__Source records__:
-=-=-=-=-
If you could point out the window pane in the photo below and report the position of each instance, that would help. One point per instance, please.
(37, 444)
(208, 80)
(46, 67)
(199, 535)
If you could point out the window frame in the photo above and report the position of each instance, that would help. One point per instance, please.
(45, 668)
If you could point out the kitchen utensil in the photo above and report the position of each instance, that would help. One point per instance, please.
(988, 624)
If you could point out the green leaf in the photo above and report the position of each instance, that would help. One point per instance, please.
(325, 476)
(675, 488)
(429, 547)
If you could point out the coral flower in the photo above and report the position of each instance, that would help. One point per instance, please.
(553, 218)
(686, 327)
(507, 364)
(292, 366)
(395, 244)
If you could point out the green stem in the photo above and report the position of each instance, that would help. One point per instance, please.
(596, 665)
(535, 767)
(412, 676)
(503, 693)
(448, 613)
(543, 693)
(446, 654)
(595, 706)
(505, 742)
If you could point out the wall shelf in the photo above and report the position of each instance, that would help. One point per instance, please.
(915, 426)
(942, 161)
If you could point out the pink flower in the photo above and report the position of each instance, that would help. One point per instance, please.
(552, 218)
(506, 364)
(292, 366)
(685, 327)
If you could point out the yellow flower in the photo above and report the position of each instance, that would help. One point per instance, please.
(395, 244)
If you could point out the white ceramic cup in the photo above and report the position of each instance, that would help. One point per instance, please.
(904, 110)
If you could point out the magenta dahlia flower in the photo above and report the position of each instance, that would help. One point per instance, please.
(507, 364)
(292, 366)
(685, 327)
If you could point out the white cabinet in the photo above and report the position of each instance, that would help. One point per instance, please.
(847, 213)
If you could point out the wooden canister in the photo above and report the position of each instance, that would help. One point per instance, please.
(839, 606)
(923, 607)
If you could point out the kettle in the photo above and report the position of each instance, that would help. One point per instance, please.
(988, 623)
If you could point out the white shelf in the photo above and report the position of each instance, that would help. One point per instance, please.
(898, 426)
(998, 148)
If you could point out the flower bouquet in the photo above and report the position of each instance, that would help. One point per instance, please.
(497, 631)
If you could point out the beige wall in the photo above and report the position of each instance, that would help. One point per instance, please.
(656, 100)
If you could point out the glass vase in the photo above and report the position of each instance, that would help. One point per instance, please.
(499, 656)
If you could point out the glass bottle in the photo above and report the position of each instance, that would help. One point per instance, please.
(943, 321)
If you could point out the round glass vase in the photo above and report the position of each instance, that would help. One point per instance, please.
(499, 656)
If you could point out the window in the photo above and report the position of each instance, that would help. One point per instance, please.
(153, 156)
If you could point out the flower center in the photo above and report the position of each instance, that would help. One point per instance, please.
-=-=-=-=-
__Aim__: Extract the material word for word, beginning at the line that contains "If you could point out the magenta" and stopping after the final line of the material.

__Full solution__:
If you could point out the magenta dahlia flower in the photo above and report the position of each instance, that would help. One point per instance, please.
(507, 364)
(292, 366)
(685, 327)
If you could point out the white cabinet in the photo above and report the position of each instance, that would help. One point per instance, please.
(847, 213)
If you could point out the wooden canister in the photo above and report the position of each instance, that would help. One point per instance, please.
(839, 606)
(923, 607)
If you could point out the kettle in the photo above and report the position of each instance, that would help. One point per instance, please.
(988, 623)
If you could point out the white shelf in the photo above and report the position of each instance, that would help. One point per instance, please.
(898, 426)
(998, 148)
If you could point out the flower bouquet in the photo above and report the position of each instance, that would help. One point per instance, please.
(497, 631)
If you could point out the beige wall in the photo above and report the position of each instance, that would help. One point per instance, please.
(656, 100)
If you could point out the glass vase in the photo above and report the position of each instance, that would help. One point per instance, please.
(499, 656)
If you could point out the glass bottle in the photo above and report the position of each instance, that would help. One point per instance, please.
(943, 321)
If you could point out the round glass vase in the photo above and report the position of each instance, that would help. One point per instance, please.
(499, 656)
If you could point out the window in the photo above and report the position of each instance, that would help. One point per instance, please.
(153, 156)
If you could point out the flower center in the photo above and report the position of each instance, that would help. One point per instance, please.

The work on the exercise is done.